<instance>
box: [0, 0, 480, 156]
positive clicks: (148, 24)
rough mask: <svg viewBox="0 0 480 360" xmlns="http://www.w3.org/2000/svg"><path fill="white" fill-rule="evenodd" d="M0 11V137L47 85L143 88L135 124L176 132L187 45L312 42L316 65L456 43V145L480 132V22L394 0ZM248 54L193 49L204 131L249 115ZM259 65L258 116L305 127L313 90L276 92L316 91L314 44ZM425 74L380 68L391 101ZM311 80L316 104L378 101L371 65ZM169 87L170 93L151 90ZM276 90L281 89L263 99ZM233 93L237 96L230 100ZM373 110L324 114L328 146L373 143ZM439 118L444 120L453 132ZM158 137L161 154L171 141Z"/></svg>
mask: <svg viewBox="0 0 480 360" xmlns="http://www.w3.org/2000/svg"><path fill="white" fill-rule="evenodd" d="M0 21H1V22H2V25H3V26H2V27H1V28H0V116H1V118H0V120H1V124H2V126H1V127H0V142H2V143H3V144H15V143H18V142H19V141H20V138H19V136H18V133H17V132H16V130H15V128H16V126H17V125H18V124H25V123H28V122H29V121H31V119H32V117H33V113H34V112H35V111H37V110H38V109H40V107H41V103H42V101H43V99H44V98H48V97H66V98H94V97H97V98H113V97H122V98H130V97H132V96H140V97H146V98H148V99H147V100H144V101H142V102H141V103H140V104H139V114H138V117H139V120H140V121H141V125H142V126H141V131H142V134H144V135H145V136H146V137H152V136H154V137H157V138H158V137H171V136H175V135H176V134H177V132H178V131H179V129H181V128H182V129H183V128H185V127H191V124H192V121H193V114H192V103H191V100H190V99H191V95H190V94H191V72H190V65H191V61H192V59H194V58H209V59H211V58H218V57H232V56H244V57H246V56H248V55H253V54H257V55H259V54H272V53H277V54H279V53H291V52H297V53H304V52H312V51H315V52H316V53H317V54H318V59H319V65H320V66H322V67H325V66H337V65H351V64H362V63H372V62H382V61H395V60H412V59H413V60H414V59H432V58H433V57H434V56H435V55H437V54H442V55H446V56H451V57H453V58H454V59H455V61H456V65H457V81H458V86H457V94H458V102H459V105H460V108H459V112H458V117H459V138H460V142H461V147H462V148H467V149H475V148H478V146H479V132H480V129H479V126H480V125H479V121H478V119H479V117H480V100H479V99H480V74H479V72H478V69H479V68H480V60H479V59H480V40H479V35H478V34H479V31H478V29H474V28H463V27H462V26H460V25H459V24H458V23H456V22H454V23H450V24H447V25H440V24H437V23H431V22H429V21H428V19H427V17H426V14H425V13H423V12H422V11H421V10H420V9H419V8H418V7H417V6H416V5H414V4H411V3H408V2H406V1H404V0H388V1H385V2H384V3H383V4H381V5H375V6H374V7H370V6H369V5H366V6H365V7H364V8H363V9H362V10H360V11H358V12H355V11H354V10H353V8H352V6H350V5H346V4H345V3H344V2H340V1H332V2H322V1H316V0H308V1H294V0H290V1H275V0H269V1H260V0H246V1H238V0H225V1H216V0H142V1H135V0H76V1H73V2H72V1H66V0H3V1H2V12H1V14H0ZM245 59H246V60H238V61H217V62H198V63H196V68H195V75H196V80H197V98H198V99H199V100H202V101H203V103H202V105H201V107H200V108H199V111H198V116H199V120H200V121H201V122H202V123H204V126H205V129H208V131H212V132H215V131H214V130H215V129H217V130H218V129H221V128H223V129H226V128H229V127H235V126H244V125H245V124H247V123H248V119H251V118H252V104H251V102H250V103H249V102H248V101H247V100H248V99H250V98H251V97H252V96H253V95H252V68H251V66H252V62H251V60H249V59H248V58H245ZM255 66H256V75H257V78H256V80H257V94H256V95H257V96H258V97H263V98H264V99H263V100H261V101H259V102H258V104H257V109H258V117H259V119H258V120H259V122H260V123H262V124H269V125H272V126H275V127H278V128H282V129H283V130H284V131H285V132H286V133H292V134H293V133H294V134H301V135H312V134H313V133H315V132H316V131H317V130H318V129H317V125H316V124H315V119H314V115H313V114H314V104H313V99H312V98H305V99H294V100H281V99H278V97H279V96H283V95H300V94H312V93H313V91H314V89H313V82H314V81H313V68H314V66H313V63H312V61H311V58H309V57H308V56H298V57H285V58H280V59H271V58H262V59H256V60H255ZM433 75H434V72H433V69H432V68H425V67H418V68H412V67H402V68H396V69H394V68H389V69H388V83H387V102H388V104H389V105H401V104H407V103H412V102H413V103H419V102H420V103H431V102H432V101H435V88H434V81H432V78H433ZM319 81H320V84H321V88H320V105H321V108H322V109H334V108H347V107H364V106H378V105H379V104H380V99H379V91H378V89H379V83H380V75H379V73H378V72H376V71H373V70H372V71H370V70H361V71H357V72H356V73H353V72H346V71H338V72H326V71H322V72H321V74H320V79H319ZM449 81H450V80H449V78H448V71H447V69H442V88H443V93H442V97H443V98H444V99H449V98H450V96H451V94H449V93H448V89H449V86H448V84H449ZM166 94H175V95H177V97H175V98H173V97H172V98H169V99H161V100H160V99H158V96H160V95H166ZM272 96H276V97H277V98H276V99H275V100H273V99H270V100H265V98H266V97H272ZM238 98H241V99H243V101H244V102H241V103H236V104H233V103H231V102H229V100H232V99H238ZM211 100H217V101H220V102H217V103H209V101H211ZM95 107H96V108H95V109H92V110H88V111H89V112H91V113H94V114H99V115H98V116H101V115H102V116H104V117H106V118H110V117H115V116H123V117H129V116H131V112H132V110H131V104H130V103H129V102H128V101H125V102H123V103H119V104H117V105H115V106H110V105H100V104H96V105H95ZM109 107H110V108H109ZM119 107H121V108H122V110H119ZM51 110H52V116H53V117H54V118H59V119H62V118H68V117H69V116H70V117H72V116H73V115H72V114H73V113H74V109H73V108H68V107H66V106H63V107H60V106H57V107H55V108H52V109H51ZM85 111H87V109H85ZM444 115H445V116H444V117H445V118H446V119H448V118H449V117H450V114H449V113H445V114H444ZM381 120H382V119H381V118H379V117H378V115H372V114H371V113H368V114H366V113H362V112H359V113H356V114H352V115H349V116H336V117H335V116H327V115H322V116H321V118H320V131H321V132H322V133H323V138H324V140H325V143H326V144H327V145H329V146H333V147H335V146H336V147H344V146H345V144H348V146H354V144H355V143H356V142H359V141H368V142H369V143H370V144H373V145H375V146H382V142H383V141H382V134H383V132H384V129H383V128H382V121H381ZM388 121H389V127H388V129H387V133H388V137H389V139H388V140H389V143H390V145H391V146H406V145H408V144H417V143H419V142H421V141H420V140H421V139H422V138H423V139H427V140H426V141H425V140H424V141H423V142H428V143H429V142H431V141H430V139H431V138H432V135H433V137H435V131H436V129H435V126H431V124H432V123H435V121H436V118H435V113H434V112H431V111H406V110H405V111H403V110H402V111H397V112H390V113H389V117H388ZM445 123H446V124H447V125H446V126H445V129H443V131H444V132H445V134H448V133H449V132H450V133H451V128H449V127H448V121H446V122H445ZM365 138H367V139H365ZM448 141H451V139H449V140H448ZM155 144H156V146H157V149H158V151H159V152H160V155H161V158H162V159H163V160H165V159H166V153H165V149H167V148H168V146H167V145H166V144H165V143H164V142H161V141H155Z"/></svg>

##########

= ASSIGNMENT =
Reproduce the entries above in full, precisely as written.

= RESPONSE TO THE TASK =
<instance>
box: [0, 0, 480, 156]
positive clicks: (148, 24)
rough mask: <svg viewBox="0 0 480 360" xmlns="http://www.w3.org/2000/svg"><path fill="white" fill-rule="evenodd" d="M0 11V137L47 85L143 88L135 124L176 132L187 45L312 42L316 65L456 43V145L480 132V22L394 0ZM248 54L193 49L204 131L249 115ZM259 65L258 116L305 127L313 90L276 92L316 91L314 44ZM425 74L380 68L391 101ZM311 80L316 104L378 101L371 65ZM169 87L170 93L151 90ZM276 90L281 89L263 99ZM233 93L237 96L230 100ZM373 110L324 114L328 146L373 143ZM439 118L444 120L453 132ZM158 137L161 154L171 141Z"/></svg>
mask: <svg viewBox="0 0 480 360" xmlns="http://www.w3.org/2000/svg"><path fill="white" fill-rule="evenodd" d="M0 21H1V22H2V25H3V26H2V27H1V28H0V116H1V118H0V120H1V124H2V126H1V127H0V142H2V143H3V144H15V143H18V142H19V141H20V138H19V136H18V133H17V132H16V130H15V128H16V126H17V125H18V124H25V123H28V122H29V121H31V119H32V117H33V113H34V112H35V111H37V110H38V109H40V107H41V103H42V101H43V99H44V98H48V97H66V98H94V97H97V98H113V97H122V98H130V97H132V96H140V97H146V98H148V99H147V100H144V101H142V102H141V103H140V104H139V114H138V117H139V120H140V121H141V125H142V126H141V131H142V134H144V135H145V136H146V137H152V136H154V137H157V138H158V137H171V136H175V135H176V134H177V132H178V131H179V129H181V128H182V129H183V128H185V127H191V124H192V121H193V114H192V103H191V100H190V99H191V95H190V94H191V72H190V65H191V61H192V59H194V58H209V59H211V58H218V57H232V56H244V57H246V56H248V55H253V54H257V55H259V54H272V53H277V54H279V53H291V52H297V53H304V52H312V51H315V52H316V53H317V54H318V59H319V65H320V66H322V67H325V66H337V65H351V64H362V63H372V62H382V61H395V60H412V59H413V60H414V59H432V58H433V57H434V56H435V55H437V54H442V55H446V56H451V57H453V58H454V59H455V61H456V65H457V81H458V86H457V94H458V102H459V105H460V108H459V112H458V117H459V138H460V142H461V147H462V148H467V149H475V148H478V146H479V132H480V129H479V126H480V125H479V121H478V119H479V117H480V100H479V99H480V74H479V72H478V69H479V68H480V60H479V59H480V40H479V35H478V34H479V31H478V29H474V28H463V27H462V26H460V25H459V24H458V23H456V22H454V23H450V24H447V25H440V24H437V23H431V22H429V21H428V19H427V17H426V14H425V13H423V12H422V11H421V10H420V9H419V8H418V7H417V6H416V5H414V4H411V3H408V2H406V1H404V0H388V1H385V2H384V3H383V4H381V5H375V6H374V7H370V6H369V5H366V6H365V7H364V8H363V9H362V10H360V11H358V12H355V11H354V10H353V8H352V6H350V5H346V4H345V3H344V2H340V1H332V2H322V1H316V0H308V1H294V0H290V1H275V0H269V1H260V0H246V1H238V0H225V1H216V0H142V1H135V0H76V1H73V2H72V1H66V0H3V1H2V12H1V14H0ZM245 59H246V60H238V61H217V62H198V63H196V68H195V75H196V80H197V98H198V99H199V100H202V101H203V103H202V105H201V107H200V108H199V111H198V116H199V120H200V121H201V122H202V123H204V126H205V129H208V131H212V132H215V131H214V130H215V129H217V130H218V129H221V128H223V129H226V128H229V127H235V126H244V125H245V124H247V123H248V119H251V118H252V104H251V102H250V103H249V102H248V101H247V100H248V99H250V98H251V97H252V96H253V95H252V68H251V66H252V62H251V60H249V59H248V58H245ZM255 66H256V75H257V78H256V80H257V94H256V95H257V96H258V97H263V98H264V99H263V100H261V101H259V102H258V104H257V109H258V117H259V119H258V120H259V122H260V123H262V124H269V125H272V126H275V127H278V128H282V129H283V130H284V131H285V132H286V133H292V134H293V133H294V134H301V135H312V134H313V133H315V132H316V131H317V130H318V129H317V125H316V124H315V119H314V115H313V114H314V104H313V99H312V98H305V99H294V100H281V99H278V97H279V96H283V95H300V94H312V93H313V91H314V89H313V82H314V81H313V68H314V66H313V63H312V61H311V58H309V57H308V56H298V57H285V58H280V59H271V58H262V59H256V60H255ZM433 75H434V72H433V69H432V68H425V67H418V68H412V67H402V68H396V69H394V68H389V69H388V83H387V102H388V104H389V105H401V104H407V103H412V102H413V103H419V102H420V103H431V102H432V101H435V88H434V81H432V78H433ZM319 81H320V84H321V88H320V105H321V108H322V109H334V108H347V107H364V106H378V105H379V104H380V99H379V91H378V89H379V83H380V75H379V73H378V72H376V71H373V70H372V71H370V70H361V71H357V72H356V73H353V72H346V71H338V72H326V71H322V72H321V74H320V79H319ZM449 81H450V80H449V78H448V71H447V69H442V88H443V93H442V97H443V98H444V99H449V98H450V96H451V94H449V93H448V89H449V86H448V84H449ZM166 94H175V95H177V97H175V98H173V97H172V98H169V99H161V100H160V99H158V96H160V95H166ZM272 96H276V97H277V98H276V99H275V100H273V99H270V100H265V98H266V97H272ZM238 98H241V99H243V101H244V102H241V103H236V104H233V103H231V102H229V100H232V99H238ZM211 100H217V101H220V102H217V103H209V101H211ZM95 107H96V108H95V109H92V110H88V111H89V112H91V113H94V114H99V115H98V116H101V115H102V116H104V117H106V118H110V117H115V116H123V117H129V116H131V112H132V110H131V104H130V103H129V102H128V101H125V102H123V103H119V104H117V105H115V106H110V105H100V104H96V105H95ZM109 107H110V108H109ZM119 107H121V108H122V110H119ZM51 110H52V116H53V117H54V118H59V119H62V118H68V117H69V116H70V117H72V116H73V115H72V114H73V113H74V109H73V108H68V107H66V106H63V107H60V106H57V107H55V108H52V109H51ZM85 111H87V109H85ZM444 115H445V116H444V117H445V118H446V119H448V118H449V117H450V114H449V113H445V114H444ZM381 120H382V119H381V118H379V117H378V115H372V114H371V113H368V114H366V113H362V112H359V113H356V114H352V115H349V116H336V117H335V116H327V115H322V116H321V118H320V131H321V132H322V133H323V138H324V140H325V143H326V144H327V145H329V146H333V147H335V146H336V147H344V146H345V144H348V146H354V144H355V143H356V142H359V141H368V142H369V143H370V144H373V145H375V146H382V142H383V141H382V134H383V132H384V129H383V128H382V121H381ZM388 121H389V127H388V129H387V133H388V137H389V139H388V140H389V143H390V145H391V146H406V145H408V144H417V143H419V142H421V141H420V140H421V139H422V138H423V139H427V140H426V141H425V140H424V141H423V142H428V143H429V142H431V141H430V139H431V138H432V135H433V137H435V131H436V129H435V126H431V124H432V123H435V121H436V118H435V113H434V112H431V111H406V110H405V111H403V110H402V111H397V112H390V113H389V117H388ZM445 123H446V124H447V125H446V126H445V129H443V131H444V132H445V134H448V133H449V132H450V133H451V128H449V127H448V121H446V122H445ZM365 138H367V139H365ZM448 141H451V139H449V140H448ZM155 144H156V146H157V149H158V151H159V152H160V155H161V158H162V159H163V160H165V159H166V153H165V149H167V148H168V146H167V145H166V144H165V143H164V142H161V141H155Z"/></svg>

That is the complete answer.